Point labeling data based on photos:
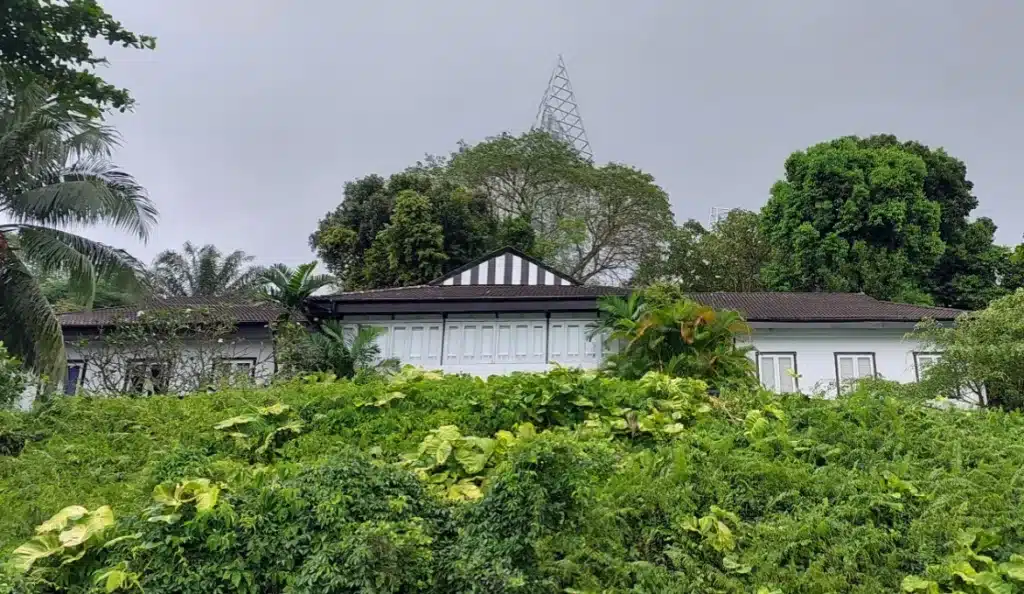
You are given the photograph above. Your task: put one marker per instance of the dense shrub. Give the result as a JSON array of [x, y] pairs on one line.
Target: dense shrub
[[659, 329], [586, 484]]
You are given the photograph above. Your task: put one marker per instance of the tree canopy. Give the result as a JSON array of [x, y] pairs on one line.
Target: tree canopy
[[881, 216], [48, 43], [204, 271], [530, 192], [727, 257], [54, 173]]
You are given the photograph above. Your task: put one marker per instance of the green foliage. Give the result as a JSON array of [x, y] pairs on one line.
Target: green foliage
[[594, 222], [59, 292], [454, 464], [54, 175], [12, 382], [50, 44], [727, 257], [204, 271], [983, 352], [346, 238], [675, 336], [881, 216], [289, 288], [530, 192], [757, 493], [261, 434], [332, 348], [410, 250]]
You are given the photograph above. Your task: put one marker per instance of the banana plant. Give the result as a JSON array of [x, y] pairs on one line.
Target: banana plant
[[260, 434]]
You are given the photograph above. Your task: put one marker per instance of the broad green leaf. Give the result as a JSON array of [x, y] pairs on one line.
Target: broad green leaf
[[442, 453], [915, 584], [464, 491], [166, 518], [273, 410], [164, 495], [1014, 568], [132, 537], [733, 565], [471, 461], [206, 500], [236, 421], [60, 519], [449, 432], [38, 548], [993, 583]]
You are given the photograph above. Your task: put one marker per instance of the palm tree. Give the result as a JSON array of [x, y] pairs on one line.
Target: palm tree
[[54, 175], [204, 272], [289, 288], [344, 353]]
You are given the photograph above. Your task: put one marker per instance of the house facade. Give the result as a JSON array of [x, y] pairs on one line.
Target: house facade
[[508, 312], [185, 344]]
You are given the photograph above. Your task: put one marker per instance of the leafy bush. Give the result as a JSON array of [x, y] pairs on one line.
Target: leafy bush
[[982, 353], [678, 337], [12, 379], [567, 481]]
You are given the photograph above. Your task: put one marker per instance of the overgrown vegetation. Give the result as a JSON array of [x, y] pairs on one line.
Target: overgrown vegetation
[[659, 329], [560, 482]]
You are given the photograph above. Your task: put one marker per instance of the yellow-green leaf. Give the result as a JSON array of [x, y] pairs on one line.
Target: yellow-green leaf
[[60, 519], [38, 548]]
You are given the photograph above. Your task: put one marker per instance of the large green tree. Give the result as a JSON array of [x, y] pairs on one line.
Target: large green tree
[[345, 236], [54, 174], [411, 249], [58, 291], [204, 271], [883, 216], [853, 216], [595, 222], [727, 257], [50, 43]]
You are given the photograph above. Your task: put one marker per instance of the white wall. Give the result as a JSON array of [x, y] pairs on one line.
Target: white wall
[[486, 344], [816, 348], [103, 370]]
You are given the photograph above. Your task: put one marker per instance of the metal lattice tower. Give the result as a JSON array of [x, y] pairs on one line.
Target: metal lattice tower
[[718, 213], [559, 114]]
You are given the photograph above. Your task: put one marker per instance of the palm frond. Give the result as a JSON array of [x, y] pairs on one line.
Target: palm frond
[[83, 260], [29, 327], [88, 192]]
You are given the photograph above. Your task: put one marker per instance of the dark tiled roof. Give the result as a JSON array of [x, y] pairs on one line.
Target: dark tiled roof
[[241, 311], [476, 292], [762, 306], [820, 307]]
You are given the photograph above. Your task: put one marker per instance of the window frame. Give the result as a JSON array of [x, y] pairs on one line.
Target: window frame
[[148, 364], [796, 367], [252, 361], [839, 380], [84, 364], [916, 362]]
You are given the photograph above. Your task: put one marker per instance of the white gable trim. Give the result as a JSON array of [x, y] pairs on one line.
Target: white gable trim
[[508, 268]]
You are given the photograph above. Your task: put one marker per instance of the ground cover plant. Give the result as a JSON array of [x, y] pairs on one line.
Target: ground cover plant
[[566, 481]]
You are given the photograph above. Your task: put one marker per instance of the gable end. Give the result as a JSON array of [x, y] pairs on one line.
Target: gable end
[[506, 266]]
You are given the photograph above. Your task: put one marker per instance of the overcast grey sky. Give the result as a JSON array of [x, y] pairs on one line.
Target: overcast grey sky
[[252, 114]]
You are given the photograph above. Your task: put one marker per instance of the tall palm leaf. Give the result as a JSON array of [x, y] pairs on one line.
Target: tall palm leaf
[[54, 176], [204, 271], [289, 288]]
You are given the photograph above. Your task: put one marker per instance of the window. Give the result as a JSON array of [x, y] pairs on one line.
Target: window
[[75, 377], [851, 367], [147, 377], [231, 369], [778, 371], [923, 361]]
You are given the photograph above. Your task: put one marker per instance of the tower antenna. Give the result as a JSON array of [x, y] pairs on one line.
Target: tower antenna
[[559, 114]]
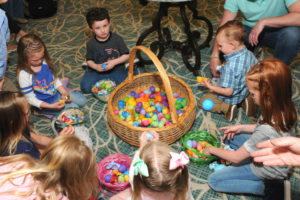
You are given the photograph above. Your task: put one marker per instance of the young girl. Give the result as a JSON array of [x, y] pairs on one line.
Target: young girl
[[15, 135], [157, 172], [269, 84], [38, 80], [67, 170]]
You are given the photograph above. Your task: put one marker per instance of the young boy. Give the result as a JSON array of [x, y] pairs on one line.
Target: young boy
[[232, 89], [106, 52]]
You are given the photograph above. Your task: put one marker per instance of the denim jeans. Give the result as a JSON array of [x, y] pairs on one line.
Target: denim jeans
[[285, 41], [78, 100], [239, 178], [90, 77], [14, 8]]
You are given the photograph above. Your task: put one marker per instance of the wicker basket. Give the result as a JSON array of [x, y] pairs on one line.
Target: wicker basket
[[200, 136], [102, 171], [168, 134]]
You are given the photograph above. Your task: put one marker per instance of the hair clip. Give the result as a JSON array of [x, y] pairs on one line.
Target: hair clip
[[139, 166], [178, 160]]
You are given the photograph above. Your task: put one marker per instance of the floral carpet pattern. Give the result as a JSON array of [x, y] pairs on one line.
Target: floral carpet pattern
[[66, 34]]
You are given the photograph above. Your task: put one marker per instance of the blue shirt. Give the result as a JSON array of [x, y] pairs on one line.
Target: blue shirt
[[4, 36], [233, 75], [43, 86], [254, 10]]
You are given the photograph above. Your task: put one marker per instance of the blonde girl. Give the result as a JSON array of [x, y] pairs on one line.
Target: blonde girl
[[67, 170], [157, 172], [270, 85], [38, 79], [15, 134]]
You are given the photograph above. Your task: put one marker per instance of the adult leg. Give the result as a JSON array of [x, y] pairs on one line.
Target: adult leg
[[239, 179]]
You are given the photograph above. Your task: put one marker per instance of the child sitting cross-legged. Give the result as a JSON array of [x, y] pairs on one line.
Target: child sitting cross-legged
[[232, 89], [157, 172]]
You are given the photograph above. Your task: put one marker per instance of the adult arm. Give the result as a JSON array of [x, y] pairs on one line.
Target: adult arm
[[290, 19], [284, 151], [214, 59]]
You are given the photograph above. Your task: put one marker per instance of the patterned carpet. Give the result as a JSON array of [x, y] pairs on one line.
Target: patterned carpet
[[65, 36]]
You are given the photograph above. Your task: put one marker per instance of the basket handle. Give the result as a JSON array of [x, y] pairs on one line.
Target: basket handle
[[162, 73]]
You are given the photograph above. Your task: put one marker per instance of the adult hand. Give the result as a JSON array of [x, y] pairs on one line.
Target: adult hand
[[145, 135], [255, 32], [214, 62], [284, 151], [70, 130], [230, 131]]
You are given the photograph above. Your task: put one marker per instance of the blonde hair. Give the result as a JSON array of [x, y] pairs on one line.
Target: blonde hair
[[66, 167], [157, 157], [12, 121], [233, 30], [273, 79], [27, 45]]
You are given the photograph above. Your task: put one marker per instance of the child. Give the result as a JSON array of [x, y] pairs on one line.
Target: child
[[38, 80], [284, 151], [106, 52], [5, 83], [270, 85], [232, 89], [15, 135], [67, 170], [157, 172]]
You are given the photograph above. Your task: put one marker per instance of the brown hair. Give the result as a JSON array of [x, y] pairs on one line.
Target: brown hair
[[157, 157], [66, 167], [28, 44], [233, 30], [12, 120], [272, 78]]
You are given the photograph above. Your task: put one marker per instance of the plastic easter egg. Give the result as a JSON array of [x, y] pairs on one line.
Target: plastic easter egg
[[122, 168], [208, 104], [116, 112], [107, 178], [126, 178], [199, 146], [189, 143], [194, 143]]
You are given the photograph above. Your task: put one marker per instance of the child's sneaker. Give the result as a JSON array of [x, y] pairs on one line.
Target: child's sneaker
[[249, 106], [231, 112]]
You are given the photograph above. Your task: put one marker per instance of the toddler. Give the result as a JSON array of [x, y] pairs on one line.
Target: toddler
[[232, 89]]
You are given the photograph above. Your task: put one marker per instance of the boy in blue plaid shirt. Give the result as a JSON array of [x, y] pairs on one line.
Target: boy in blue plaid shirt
[[232, 89]]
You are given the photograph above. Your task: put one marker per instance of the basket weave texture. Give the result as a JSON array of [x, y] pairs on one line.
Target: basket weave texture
[[161, 79], [200, 136], [102, 171]]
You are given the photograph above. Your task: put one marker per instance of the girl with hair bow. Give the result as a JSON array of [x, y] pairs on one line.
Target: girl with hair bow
[[157, 172]]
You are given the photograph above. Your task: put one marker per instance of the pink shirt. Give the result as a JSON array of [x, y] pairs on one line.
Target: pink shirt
[[19, 186]]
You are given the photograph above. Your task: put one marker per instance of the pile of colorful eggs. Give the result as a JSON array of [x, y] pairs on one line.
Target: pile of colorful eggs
[[104, 87], [197, 146], [69, 119], [117, 173], [148, 108]]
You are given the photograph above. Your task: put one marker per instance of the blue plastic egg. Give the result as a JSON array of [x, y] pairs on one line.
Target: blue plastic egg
[[208, 104]]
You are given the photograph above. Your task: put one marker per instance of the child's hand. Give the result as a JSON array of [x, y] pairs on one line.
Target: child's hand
[[206, 151], [58, 105], [70, 130], [66, 97], [148, 136], [230, 131]]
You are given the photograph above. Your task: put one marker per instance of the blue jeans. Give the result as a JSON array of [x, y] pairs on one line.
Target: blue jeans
[[90, 77], [285, 41], [237, 179], [78, 100], [14, 8]]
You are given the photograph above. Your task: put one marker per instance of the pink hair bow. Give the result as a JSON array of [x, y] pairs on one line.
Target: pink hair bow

Requirement
Retype the material from the line containing "of the overcast" to the line containing "[[232, 89], [106, 52]]", including both of those lines. Leave any picture out of your copy.

The completed task
You are given the photograph above. Your task: put one marker per instance of the overcast grey sky. Give the result as a JSON array of [x, y] pairs on one line.
Target: overcast grey sky
[[252, 114]]
You are given the photograph above. Your task: put one marker per instance of the tall palm leaf. Give the result as a JSON array of [x, y] pairs on one line.
Target: tall palm leaf
[[54, 176], [204, 271], [289, 288]]
You are given the photograph above. Your task: put one marker per instance of the window. Give the result as a JSON array of [x, y] pairs on one line.
Target: window
[[75, 377], [851, 367], [147, 377], [231, 369], [778, 371], [923, 361]]
You are given the photograph above. Your task: put one marker per instance of the tower antenna. Give the result as a JSON array of [x, y] pairs on one line.
Target: tower antenna
[[559, 114]]
You are given the photograph above. Your task: put one marker per instance of the young girl. Give the result as a JSON array of [x, y] pairs on one line.
Target: young girl
[[15, 135], [157, 172], [269, 84], [38, 80], [67, 170]]
You are given the photograph above. Your task: put one marker per instance of the young boy. Give the result as a JSON array of [x, y] pairs on one line.
Target: young boy
[[232, 89], [106, 52]]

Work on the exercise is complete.